Gather every line in the rows below that contains the string "Segments". Letter case matters.

==== Extracted information

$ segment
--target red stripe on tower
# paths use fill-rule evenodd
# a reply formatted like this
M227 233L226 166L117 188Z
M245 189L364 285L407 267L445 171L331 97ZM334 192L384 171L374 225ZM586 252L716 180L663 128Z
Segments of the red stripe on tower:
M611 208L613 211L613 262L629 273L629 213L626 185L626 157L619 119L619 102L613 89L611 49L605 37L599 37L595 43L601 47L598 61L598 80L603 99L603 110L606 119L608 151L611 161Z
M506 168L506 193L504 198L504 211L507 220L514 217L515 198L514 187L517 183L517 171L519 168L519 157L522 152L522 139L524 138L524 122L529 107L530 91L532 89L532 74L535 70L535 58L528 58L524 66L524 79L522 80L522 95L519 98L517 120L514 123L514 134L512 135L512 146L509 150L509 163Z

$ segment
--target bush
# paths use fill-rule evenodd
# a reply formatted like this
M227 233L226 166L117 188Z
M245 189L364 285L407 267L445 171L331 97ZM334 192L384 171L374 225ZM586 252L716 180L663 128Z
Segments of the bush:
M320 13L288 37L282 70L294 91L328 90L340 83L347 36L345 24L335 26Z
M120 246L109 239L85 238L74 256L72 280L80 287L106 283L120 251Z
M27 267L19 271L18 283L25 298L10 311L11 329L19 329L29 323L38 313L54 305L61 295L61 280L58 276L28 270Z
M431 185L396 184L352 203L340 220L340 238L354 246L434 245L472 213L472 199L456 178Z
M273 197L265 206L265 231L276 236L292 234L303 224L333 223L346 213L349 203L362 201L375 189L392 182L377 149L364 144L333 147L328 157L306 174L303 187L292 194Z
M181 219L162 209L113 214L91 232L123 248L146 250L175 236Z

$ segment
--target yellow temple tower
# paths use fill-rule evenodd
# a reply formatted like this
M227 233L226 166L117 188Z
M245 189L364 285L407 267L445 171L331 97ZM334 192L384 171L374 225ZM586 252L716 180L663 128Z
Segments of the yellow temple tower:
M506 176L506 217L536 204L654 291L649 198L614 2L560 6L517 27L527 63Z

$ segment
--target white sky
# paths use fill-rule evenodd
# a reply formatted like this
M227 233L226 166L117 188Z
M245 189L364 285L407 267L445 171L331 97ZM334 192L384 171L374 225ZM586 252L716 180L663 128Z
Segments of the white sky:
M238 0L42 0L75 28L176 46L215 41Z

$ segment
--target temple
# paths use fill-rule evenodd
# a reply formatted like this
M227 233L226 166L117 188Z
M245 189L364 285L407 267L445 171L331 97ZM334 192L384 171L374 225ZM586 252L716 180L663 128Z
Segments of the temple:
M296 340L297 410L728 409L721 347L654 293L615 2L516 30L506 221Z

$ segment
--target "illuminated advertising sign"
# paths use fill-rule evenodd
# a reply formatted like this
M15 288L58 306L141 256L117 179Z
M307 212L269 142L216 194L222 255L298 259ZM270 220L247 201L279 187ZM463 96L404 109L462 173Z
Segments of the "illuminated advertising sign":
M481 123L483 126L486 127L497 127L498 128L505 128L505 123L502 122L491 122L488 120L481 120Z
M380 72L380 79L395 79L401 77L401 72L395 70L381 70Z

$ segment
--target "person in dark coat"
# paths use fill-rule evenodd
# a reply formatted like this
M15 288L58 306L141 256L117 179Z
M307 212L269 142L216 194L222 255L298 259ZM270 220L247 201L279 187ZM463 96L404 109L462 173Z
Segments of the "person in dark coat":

========

▸ Correct answer:
Segments of the red stripe on tower:
Segments of the bush:
Segments of the yellow temple tower:
Segments of the white sky:
Segments of the temple:
Segments of the "illuminated advertising sign":
Segments of the "person in dark coat":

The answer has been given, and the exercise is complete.